● **Text**:
----

Marabin Mainthan Muthiah writes of the rich life and work of Sage Agastya, who enriched a range of disciplines including martial arts, Siddha medicine, Tamil grammar and mysticism.
Calendar art has come to play a big role in preserving and propagating our spirituality and heritage. Thanks to it, you can walk into any remote place in the country and people living there easily identify gods of the Hindu pantheon. Curiously, though, Indian gods and goddesses lived action-packed lives; our yogis, saints and seers are always pictured merely sitting in a cave or under a tree – a complete antithesis to the rich lives the former led. Agastya is one such example.
Siddha tradition pioneer
Agastya was one of the great saptarishis, among the seven direct disciples of Shiva, and believed to be from south India. Having spent years making himself worthy of Shiva’s personal tutelage, and having received his grace and instruction for several more years, Agastya returned to South India on Shiva’s instructions, to carry spiritual knowledge to those parts. Agastya was very short in height, but led a long and eventful life. Some accounts say he lived for 4,800 years, while others say 400 years. Either way, he lived a long, fulfilled life and accomplished a great deal.
Agastya is a great exponent of the Tamil language and is considered a lodestar of Tamil grammar. He is regarded as the father of south Indian mysticism and related fields which deeply explore both spirit and matter. He was far ahead of his time in his approach and views.
Take for instance, the Siddha tradition that was widely prevalent in Tamil Nadu. While Ayurveda is positioned as a system of holistic wellbeing per se, Siddha is primarily a school of mysticism, of which health and wellbeing are by-products. However today it tends to be seen as only a healing system backed by academic learning though there are deeper dimensions to it.
According to siddhars, each individual can and must experience Shiva within himself and all wellbeing flows from this experience. So the emphasis is not on rituals, or scriptures but meditation and experience. So, the siddhars gain mastery over the usage of herbs and minerals not from learning, but out of their inner experience.
Their understanding of the panchabhutas or five elements and the legendary alchemical prowess, unsurpassed even by other Indian equivalents like rasa vaidya, is only an offshoot of this experience.

----

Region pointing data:
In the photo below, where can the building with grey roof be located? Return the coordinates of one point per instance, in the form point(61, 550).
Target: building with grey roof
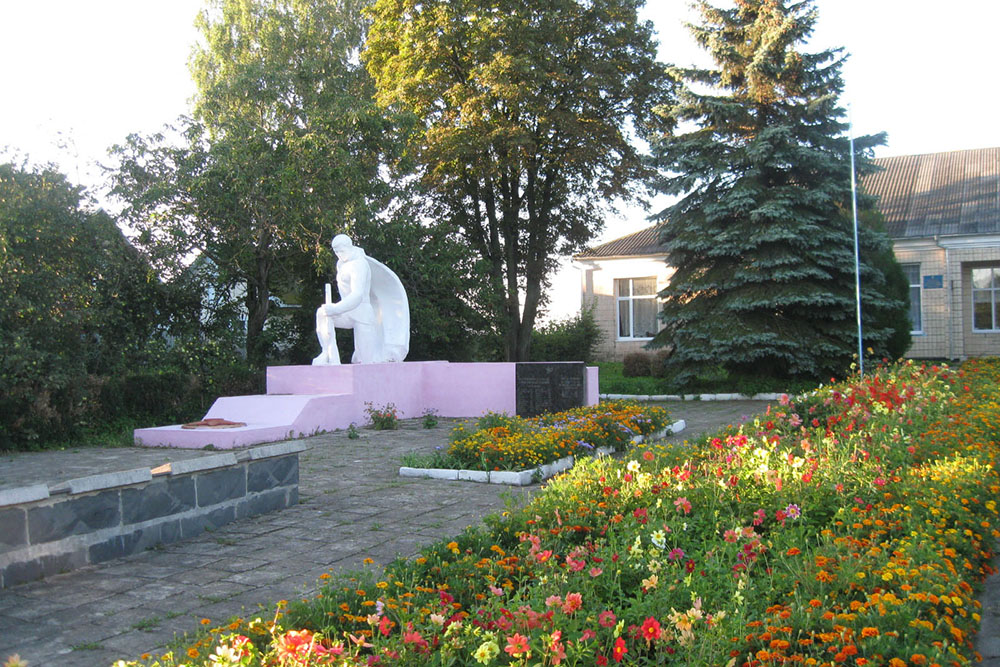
point(942, 212)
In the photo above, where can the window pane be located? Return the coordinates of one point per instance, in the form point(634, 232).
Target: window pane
point(982, 310)
point(982, 278)
point(643, 286)
point(645, 317)
point(624, 322)
point(915, 309)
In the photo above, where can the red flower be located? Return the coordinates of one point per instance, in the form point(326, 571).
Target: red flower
point(516, 645)
point(619, 651)
point(650, 629)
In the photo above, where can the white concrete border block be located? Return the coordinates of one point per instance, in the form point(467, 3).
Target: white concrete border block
point(107, 480)
point(512, 477)
point(202, 463)
point(23, 494)
point(433, 473)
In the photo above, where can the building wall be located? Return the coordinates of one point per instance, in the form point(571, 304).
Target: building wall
point(947, 311)
point(974, 343)
point(937, 328)
point(598, 289)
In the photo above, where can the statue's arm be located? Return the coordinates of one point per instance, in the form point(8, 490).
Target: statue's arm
point(360, 284)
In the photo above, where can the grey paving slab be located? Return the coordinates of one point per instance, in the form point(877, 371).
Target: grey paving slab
point(353, 505)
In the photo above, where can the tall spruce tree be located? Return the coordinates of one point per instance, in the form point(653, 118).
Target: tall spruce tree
point(762, 238)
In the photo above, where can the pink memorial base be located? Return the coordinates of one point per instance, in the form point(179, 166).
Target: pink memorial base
point(305, 400)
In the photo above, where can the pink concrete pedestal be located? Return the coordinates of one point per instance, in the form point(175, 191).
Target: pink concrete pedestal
point(305, 400)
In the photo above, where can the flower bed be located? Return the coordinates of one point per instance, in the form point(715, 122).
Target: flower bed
point(498, 442)
point(852, 527)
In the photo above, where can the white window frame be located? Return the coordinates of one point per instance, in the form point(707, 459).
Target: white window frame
point(630, 298)
point(994, 292)
point(920, 296)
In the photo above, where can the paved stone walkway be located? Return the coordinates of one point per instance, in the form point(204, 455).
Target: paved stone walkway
point(353, 506)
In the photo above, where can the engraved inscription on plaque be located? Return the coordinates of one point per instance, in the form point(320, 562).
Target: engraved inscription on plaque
point(544, 386)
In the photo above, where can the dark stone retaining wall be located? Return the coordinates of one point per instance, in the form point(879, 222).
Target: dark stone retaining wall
point(47, 530)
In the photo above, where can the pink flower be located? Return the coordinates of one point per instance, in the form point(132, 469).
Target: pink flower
point(573, 602)
point(619, 650)
point(650, 629)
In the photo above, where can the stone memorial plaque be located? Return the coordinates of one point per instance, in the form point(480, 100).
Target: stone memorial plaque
point(549, 386)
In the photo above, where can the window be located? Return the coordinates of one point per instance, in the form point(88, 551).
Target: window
point(985, 287)
point(636, 307)
point(912, 272)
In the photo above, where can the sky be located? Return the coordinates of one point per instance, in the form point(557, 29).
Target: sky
point(78, 77)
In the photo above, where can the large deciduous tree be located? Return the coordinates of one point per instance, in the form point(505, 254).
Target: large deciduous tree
point(284, 148)
point(76, 302)
point(762, 238)
point(528, 110)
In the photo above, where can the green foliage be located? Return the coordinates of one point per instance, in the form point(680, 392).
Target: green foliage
point(76, 302)
point(572, 339)
point(762, 238)
point(636, 364)
point(526, 115)
point(886, 315)
point(284, 149)
point(383, 418)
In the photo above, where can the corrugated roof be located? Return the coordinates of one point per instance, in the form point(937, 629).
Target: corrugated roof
point(938, 194)
point(920, 196)
point(643, 242)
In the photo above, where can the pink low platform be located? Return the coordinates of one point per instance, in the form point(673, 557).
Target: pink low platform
point(305, 400)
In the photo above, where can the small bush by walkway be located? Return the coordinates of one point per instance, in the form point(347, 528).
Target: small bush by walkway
point(852, 527)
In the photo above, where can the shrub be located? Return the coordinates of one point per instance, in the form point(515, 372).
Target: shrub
point(637, 364)
point(572, 339)
point(383, 418)
point(658, 363)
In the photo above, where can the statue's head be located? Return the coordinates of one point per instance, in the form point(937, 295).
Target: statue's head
point(341, 245)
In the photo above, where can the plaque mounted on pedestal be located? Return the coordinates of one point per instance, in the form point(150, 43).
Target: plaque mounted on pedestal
point(549, 386)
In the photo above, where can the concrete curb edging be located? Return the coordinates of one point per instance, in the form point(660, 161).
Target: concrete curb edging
point(531, 475)
point(45, 530)
point(661, 398)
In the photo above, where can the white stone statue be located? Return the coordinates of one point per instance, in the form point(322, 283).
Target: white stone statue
point(372, 302)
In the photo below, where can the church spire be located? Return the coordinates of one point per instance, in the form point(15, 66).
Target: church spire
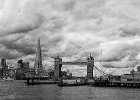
point(38, 60)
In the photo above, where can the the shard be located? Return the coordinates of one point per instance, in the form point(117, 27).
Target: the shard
point(38, 60)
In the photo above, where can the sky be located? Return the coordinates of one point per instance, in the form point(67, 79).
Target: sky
point(108, 29)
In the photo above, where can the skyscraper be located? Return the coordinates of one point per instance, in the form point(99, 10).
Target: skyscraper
point(38, 60)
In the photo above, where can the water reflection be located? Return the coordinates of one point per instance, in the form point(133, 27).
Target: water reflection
point(18, 90)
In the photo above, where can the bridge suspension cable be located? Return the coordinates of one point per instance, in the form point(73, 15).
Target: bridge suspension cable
point(102, 72)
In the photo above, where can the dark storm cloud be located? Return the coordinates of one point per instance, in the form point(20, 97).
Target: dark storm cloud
point(130, 30)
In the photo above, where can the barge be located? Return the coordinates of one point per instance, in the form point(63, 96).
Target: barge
point(73, 82)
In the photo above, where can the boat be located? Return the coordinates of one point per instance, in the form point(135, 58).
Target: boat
point(8, 79)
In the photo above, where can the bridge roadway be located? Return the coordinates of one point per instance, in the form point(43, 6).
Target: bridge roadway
point(73, 63)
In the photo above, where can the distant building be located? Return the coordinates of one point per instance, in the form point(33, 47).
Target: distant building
point(22, 64)
point(4, 68)
point(22, 70)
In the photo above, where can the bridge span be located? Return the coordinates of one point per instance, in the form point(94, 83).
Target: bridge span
point(58, 65)
point(73, 63)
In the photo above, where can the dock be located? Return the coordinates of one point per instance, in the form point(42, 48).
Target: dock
point(38, 81)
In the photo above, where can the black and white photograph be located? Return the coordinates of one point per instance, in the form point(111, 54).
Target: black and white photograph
point(69, 49)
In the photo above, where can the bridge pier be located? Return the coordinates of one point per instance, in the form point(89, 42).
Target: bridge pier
point(57, 68)
point(58, 64)
point(90, 66)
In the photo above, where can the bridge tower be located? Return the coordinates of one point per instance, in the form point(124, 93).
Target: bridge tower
point(57, 68)
point(90, 66)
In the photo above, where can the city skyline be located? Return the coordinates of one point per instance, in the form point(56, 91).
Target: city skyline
point(108, 29)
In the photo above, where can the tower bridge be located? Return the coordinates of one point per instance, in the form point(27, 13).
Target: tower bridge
point(58, 65)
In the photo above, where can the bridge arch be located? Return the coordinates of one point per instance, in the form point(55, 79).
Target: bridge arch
point(58, 65)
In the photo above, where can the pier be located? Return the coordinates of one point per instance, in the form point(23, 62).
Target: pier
point(39, 80)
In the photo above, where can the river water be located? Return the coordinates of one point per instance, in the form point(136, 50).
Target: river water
point(18, 90)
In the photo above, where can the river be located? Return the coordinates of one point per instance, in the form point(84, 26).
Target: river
point(18, 90)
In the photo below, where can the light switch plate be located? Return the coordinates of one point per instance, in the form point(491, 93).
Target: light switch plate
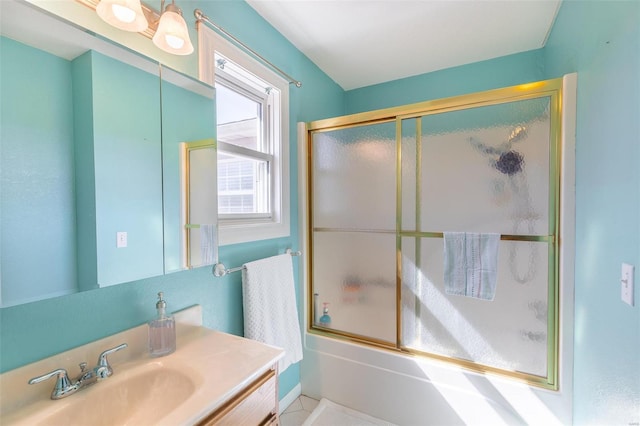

----

● **Activity list**:
**1.** Do these statements agree with the text on Agastya? For each of (a), (b) and (c), answer yes or no and quote the words of the text that decide it. (a) Agastya was believed to come from north India. (b) Siddha is primarily a school of mysticism. (c) The siddhars gain their mastery over herbs and minerals through learning.
**2.** Carry on the text about Agastya and the Siddha tradition from its final sentence.

● **Results by task**:
**1.**
(a) No: "believed to be from south India."
(b) Yes: "Siddha is primarily a school of mysticism, of which health and wellbeing are by-products."
(c) No: "not from learning, but out of their inner experience."

**2.**
Siddhars believe that through mastering the usage of herbs you can shape your own destiny irrespective of caste, creed, illnesses or physical and mental disabilities inherited by birth. Agastya’s usage of Tamil language produced some of the finest Tamil poetry of all times, and following in his footsteps, many siddhars chose effusive verses to express even the mundane.
Hence, you will find many instances where even descriptions of herbs and minerals present on a particular hill or mountain and the instructions on their usage, are sung in exquisite verse.
Martial art exponent
Agastya was the foremost exponent of the martial art Kalaripayattu, still practised in Kerala and Tamil Nadu. Kalari is taught as a complete science with instruction on human anatomy, physiology including chikitsa or medicine specialising in handling injuries.
It teaches both prayogam or disabling an opponent, and upasamanam or the release and revival of the person disabled through prayogam. Kalari techniques are so subtle and spiritual that masters have found the practice, a good preparation of body and mind to experience higher states of consciousness. Agastya’s contribution to Kalari is so valued, that students of Kalari in Kerala, study the Tamil language to access the original Tamil treatise written by him.
Telepathy & teleportation
The sage is also credited with having created a whole system of health and wellbeing based solely on the usage of mantras and through occult practices. Siddhars, it seems, were adept in telepathy, teleportation and transmigration. They always travelled to a major temple to attain samadhi. Many temples in Tamil Nadu are alive and vibrant even today perhaps because of these energies.
Was Agastya passive and inert? Doesn’t seem so, considering how action-packed his life was. Even if we were to discount much of what we know today of Agastya as distorted or exaggerated; it is still grossly unjust to stereotype such yogis, saints and seers as mostly passive and inert.